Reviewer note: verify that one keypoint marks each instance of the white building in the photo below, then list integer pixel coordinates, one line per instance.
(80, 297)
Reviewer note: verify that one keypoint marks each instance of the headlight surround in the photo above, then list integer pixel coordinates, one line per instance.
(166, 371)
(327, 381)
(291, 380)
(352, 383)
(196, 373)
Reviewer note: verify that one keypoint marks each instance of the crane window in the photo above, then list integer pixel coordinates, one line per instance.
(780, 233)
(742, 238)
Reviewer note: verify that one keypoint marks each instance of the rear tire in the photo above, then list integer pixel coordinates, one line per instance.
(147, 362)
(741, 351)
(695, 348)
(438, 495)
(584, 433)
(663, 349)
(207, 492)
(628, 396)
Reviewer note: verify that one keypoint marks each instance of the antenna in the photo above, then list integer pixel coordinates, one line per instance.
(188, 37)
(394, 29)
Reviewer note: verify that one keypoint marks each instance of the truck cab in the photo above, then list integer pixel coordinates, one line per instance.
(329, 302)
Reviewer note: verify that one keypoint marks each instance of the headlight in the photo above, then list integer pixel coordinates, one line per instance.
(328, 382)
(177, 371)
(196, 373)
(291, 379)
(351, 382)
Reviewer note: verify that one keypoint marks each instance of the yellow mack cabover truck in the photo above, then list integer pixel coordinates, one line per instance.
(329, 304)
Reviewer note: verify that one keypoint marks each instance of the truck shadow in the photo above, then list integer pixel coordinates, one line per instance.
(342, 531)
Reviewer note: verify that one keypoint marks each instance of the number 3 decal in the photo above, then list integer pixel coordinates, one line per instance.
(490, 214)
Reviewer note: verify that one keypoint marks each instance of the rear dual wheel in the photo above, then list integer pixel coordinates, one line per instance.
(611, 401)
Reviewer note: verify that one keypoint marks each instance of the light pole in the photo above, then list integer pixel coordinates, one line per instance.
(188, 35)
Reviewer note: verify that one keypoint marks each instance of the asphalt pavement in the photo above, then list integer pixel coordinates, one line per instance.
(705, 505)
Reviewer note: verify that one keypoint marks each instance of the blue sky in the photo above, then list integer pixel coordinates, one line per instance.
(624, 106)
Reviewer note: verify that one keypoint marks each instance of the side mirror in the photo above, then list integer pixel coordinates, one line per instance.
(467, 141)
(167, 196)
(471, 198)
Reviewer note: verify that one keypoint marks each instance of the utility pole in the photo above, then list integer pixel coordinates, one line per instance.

* [What is being asked] Rewrite everything from the line containing "of the blue" down to the end of the records, replacing "side mirror" with "wing mirror" and leaving all else unchanged. Give only those lines.

* [Task answer]
Reviewer note: verify that one keypoint marks each instance of the blue sky in the photo above, then list integer pixel coordinates, one line per instance.
(624, 106)
Reviewer note: verify that one keypoint marks each instance of the wing mirror in the photo above, then list integer pixel coordinates, one line per instance.
(467, 141)
(167, 196)
(471, 198)
Reviewer note: verify that one keypoint marks each instance of the utility pole in the photo above, then list integer pixel coordinates, one line per instance.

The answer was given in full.